*CHALLENGE*: Copy out the lines of the records unchanged, from the line that contains "Find the car" up to and including the last line of the records.

*Outline records*:
════════════════════
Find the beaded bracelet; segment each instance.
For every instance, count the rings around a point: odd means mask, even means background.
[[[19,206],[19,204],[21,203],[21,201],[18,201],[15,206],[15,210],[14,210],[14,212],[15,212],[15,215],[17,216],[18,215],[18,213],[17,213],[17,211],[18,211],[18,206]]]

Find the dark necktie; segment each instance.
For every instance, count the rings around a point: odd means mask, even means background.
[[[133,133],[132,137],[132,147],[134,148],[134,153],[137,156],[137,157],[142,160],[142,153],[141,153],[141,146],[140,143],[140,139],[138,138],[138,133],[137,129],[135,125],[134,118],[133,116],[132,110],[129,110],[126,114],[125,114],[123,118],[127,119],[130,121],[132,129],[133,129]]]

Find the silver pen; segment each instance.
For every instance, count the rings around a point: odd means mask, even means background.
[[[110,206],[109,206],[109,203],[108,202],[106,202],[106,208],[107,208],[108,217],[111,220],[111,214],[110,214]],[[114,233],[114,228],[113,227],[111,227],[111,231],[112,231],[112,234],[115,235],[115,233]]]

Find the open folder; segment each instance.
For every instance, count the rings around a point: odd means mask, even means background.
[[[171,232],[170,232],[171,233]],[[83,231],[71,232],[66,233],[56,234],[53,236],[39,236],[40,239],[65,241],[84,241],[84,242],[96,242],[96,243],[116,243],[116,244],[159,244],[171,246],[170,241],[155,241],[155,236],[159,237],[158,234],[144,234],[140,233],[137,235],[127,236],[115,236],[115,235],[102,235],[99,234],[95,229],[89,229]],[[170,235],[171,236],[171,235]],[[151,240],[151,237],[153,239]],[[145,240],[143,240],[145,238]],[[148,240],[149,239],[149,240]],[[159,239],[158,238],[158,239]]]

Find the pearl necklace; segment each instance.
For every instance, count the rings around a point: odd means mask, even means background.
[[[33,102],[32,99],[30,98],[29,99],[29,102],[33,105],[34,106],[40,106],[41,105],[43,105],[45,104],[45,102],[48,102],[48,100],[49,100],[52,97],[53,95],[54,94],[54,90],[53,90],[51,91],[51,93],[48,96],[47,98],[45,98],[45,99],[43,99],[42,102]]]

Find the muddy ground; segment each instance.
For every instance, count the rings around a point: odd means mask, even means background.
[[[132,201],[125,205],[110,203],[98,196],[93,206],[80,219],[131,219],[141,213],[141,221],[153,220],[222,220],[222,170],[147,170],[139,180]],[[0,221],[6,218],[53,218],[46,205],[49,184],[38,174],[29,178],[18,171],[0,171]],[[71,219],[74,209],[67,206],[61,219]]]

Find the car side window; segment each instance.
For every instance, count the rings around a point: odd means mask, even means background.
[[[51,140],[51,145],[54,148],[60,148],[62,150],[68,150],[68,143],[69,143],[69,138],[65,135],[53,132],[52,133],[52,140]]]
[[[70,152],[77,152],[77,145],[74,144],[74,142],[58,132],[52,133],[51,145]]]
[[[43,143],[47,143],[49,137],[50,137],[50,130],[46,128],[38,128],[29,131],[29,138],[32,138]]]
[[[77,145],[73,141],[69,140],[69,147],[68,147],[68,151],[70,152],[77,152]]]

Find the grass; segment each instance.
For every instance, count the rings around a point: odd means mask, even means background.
════════════════════
*SOLUTION*:
Find the car side window; segment each instance.
For every instance, count the rings around a point: odd means mask, even means background.
[[[51,140],[51,145],[54,148],[60,148],[62,150],[68,150],[68,143],[69,143],[69,138],[65,135],[53,132],[52,133],[52,140]]]
[[[70,152],[77,152],[77,145],[74,144],[74,142],[58,132],[52,133],[51,145]]]
[[[43,143],[47,143],[49,137],[50,137],[50,130],[46,128],[38,128],[29,131],[29,138],[32,138]]]
[[[77,145],[73,141],[69,140],[69,147],[68,147],[68,151],[70,152],[77,152]]]

Find the grass; segment each instance.
For every instance, count the rings around a point: odd means mask, even means background.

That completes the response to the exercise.